- **Work instructions**
The first line of the entries and each line after it, through the one that contains "# indicate a point on every instance of the circular", are to be duplicated exactly; no picture belongs in the copy.

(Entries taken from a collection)
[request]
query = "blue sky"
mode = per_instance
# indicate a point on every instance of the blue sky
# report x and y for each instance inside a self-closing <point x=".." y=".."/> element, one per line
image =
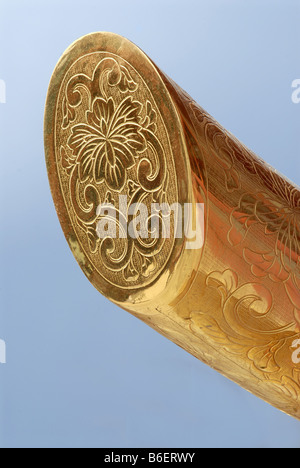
<point x="81" y="372"/>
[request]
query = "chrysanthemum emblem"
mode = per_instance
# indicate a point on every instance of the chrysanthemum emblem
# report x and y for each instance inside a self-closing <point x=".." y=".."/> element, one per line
<point x="105" y="146"/>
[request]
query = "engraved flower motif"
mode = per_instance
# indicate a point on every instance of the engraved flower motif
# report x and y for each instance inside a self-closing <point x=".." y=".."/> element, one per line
<point x="278" y="211"/>
<point x="106" y="145"/>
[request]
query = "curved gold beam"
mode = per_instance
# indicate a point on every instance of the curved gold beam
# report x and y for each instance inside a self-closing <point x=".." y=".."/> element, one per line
<point x="119" y="132"/>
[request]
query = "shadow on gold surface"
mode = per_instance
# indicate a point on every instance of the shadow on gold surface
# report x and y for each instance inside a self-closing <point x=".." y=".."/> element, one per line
<point x="116" y="125"/>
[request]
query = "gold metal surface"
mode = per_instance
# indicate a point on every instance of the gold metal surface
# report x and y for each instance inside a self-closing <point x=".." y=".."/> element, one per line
<point x="116" y="125"/>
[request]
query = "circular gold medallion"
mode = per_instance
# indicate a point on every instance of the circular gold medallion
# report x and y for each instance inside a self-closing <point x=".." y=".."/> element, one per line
<point x="113" y="147"/>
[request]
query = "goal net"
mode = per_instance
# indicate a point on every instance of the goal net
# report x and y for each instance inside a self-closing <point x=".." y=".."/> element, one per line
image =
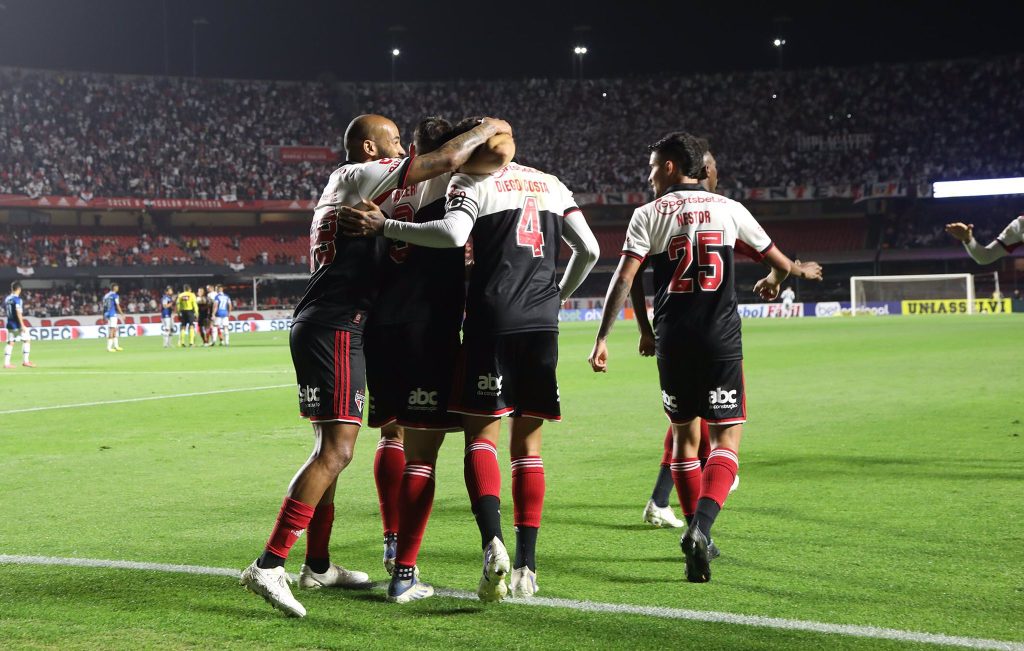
<point x="880" y="289"/>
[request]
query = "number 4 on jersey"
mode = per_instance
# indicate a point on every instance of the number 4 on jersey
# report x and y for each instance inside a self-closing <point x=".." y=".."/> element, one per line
<point x="528" y="232"/>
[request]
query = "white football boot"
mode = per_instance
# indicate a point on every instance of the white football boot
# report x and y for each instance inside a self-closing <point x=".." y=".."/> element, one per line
<point x="271" y="584"/>
<point x="660" y="517"/>
<point x="335" y="576"/>
<point x="496" y="566"/>
<point x="523" y="582"/>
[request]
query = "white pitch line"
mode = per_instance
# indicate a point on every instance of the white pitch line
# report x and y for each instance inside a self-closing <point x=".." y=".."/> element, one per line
<point x="587" y="606"/>
<point x="152" y="397"/>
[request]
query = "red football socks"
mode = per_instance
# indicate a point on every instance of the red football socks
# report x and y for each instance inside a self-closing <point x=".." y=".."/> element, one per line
<point x="416" y="500"/>
<point x="292" y="521"/>
<point x="389" y="463"/>
<point x="686" y="476"/>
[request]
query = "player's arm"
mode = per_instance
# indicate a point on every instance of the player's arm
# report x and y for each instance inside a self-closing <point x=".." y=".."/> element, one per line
<point x="639" y="300"/>
<point x="982" y="255"/>
<point x="586" y="251"/>
<point x="454" y="154"/>
<point x="613" y="301"/>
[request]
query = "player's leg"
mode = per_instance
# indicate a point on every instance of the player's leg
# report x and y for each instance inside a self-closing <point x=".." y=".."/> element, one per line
<point x="416" y="500"/>
<point x="657" y="512"/>
<point x="8" y="348"/>
<point x="722" y="400"/>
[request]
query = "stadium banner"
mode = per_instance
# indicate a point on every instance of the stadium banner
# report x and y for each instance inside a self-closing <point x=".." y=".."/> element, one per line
<point x="289" y="154"/>
<point x="132" y="203"/>
<point x="957" y="306"/>
<point x="141" y="319"/>
<point x="68" y="333"/>
<point x="843" y="308"/>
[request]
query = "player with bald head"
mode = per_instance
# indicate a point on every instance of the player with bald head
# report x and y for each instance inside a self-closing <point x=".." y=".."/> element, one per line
<point x="327" y="344"/>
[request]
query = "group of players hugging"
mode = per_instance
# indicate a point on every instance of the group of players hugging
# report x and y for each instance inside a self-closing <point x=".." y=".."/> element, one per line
<point x="388" y="299"/>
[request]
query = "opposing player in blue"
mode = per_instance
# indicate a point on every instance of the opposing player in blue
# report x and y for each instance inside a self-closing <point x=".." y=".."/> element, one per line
<point x="221" y="316"/>
<point x="16" y="330"/>
<point x="167" y="314"/>
<point x="112" y="309"/>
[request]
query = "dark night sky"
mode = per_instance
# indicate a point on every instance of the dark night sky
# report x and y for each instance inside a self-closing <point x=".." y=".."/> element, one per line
<point x="301" y="39"/>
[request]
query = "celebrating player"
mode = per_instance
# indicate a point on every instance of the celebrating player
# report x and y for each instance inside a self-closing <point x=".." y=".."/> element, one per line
<point x="517" y="217"/>
<point x="186" y="308"/>
<point x="327" y="344"/>
<point x="167" y="314"/>
<point x="16" y="330"/>
<point x="690" y="235"/>
<point x="1010" y="239"/>
<point x="221" y="316"/>
<point x="112" y="308"/>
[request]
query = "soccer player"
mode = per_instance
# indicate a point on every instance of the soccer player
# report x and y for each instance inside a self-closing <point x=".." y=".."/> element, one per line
<point x="205" y="306"/>
<point x="221" y="316"/>
<point x="327" y="344"/>
<point x="412" y="344"/>
<point x="167" y="314"/>
<point x="516" y="217"/>
<point x="112" y="308"/>
<point x="690" y="235"/>
<point x="1010" y="239"/>
<point x="787" y="297"/>
<point x="186" y="308"/>
<point x="14" y="310"/>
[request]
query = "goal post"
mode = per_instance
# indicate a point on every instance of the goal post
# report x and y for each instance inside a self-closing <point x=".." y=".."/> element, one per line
<point x="867" y="289"/>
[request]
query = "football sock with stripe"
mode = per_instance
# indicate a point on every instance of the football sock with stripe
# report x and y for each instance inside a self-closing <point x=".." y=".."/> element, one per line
<point x="293" y="519"/>
<point x="527" y="506"/>
<point x="663" y="485"/>
<point x="716" y="480"/>
<point x="686" y="477"/>
<point x="318" y="538"/>
<point x="483" y="482"/>
<point x="389" y="463"/>
<point x="416" y="500"/>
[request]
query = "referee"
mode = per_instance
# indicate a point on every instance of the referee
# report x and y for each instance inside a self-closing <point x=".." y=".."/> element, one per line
<point x="186" y="314"/>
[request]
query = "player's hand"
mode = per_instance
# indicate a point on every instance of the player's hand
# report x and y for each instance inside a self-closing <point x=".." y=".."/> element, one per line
<point x="767" y="290"/>
<point x="599" y="356"/>
<point x="962" y="231"/>
<point x="356" y="222"/>
<point x="500" y="126"/>
<point x="646" y="346"/>
<point x="808" y="270"/>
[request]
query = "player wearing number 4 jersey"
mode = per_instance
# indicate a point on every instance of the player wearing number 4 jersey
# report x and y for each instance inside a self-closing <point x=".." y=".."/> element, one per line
<point x="327" y="345"/>
<point x="517" y="217"/>
<point x="689" y="235"/>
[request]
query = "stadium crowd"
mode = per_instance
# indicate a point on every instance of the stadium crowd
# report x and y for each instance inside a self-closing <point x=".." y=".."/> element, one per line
<point x="99" y="135"/>
<point x="172" y="137"/>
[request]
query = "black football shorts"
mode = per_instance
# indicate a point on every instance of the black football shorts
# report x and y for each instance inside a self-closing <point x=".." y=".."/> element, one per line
<point x="709" y="389"/>
<point x="508" y="375"/>
<point x="409" y="372"/>
<point x="330" y="372"/>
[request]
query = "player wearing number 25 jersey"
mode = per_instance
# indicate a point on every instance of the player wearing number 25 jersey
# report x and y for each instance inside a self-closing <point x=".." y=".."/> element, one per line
<point x="690" y="235"/>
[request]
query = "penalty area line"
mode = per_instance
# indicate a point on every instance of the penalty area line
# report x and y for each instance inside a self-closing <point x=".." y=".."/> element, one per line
<point x="152" y="397"/>
<point x="584" y="606"/>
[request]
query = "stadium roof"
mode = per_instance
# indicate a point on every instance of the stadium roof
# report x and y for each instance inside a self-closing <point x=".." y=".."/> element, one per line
<point x="302" y="39"/>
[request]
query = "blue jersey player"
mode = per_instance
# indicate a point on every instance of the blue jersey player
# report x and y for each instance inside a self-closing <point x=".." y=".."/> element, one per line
<point x="112" y="309"/>
<point x="13" y="308"/>
<point x="167" y="314"/>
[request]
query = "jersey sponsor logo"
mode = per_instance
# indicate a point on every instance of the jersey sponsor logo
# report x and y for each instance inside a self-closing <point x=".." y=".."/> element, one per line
<point x="722" y="399"/>
<point x="489" y="385"/>
<point x="309" y="396"/>
<point x="669" y="401"/>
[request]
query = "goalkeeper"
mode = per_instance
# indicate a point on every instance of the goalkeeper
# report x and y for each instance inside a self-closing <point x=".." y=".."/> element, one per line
<point x="1010" y="239"/>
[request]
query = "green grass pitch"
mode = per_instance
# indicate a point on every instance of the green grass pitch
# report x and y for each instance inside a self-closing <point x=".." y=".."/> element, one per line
<point x="882" y="484"/>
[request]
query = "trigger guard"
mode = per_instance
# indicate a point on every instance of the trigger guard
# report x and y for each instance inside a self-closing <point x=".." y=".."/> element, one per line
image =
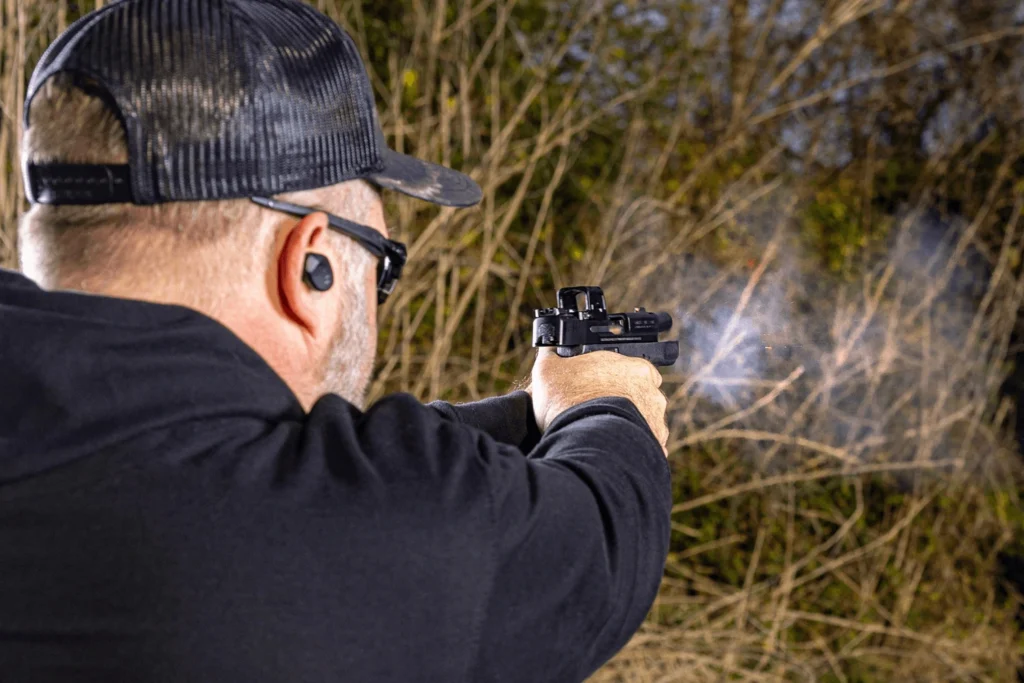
<point x="567" y="351"/>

- **Solution to this problem**
[request]
query = "blue sky"
mode = per_instance
# indicate a point on every instance of the blue sky
# report x and y for each instance inside a self-closing <point x=".." y=".."/> element, one per line
image =
<point x="81" y="372"/>
[request]
query = "chrysanthemum emblem"
mode = per_instance
# indicate a point on every instance of the chrysanthemum emblem
# report x and y for each instance inside a self-closing <point x=".." y=".."/> element, one per line
<point x="105" y="146"/>
[request]
query = "engraved flower motif"
mode = per_instance
# indicate a point on every instance of the engraved flower motif
# report x and y for each instance inside a self-closing <point x=".." y=".."/> element, one per line
<point x="278" y="211"/>
<point x="106" y="145"/>
[request]
query = "curved gold beam"
mode = per_instance
# indicate a point on every instance of the curved gold beam
# report x and y for each instance inside a self-closing <point x=".." y=".."/> element, one per line
<point x="119" y="132"/>
[request]
query = "shadow on gold surface"
mode = per_instance
# indicate a point on every instance of the shadow on gold surface
# report x and y for each instance inside a self-closing <point x=".." y=".."/> element, one per line
<point x="116" y="125"/>
[request]
query = "gold metal surface"
mode = per_instance
# indicate a point on every instance of the gold metal surface
# report x and y for each instance inside a self-closing <point x=".." y=".."/> element, one per line
<point x="116" y="125"/>
[request]
query = "circular gold medallion"
mode = per_instance
# indicate a point on every instance of the circular gold medallion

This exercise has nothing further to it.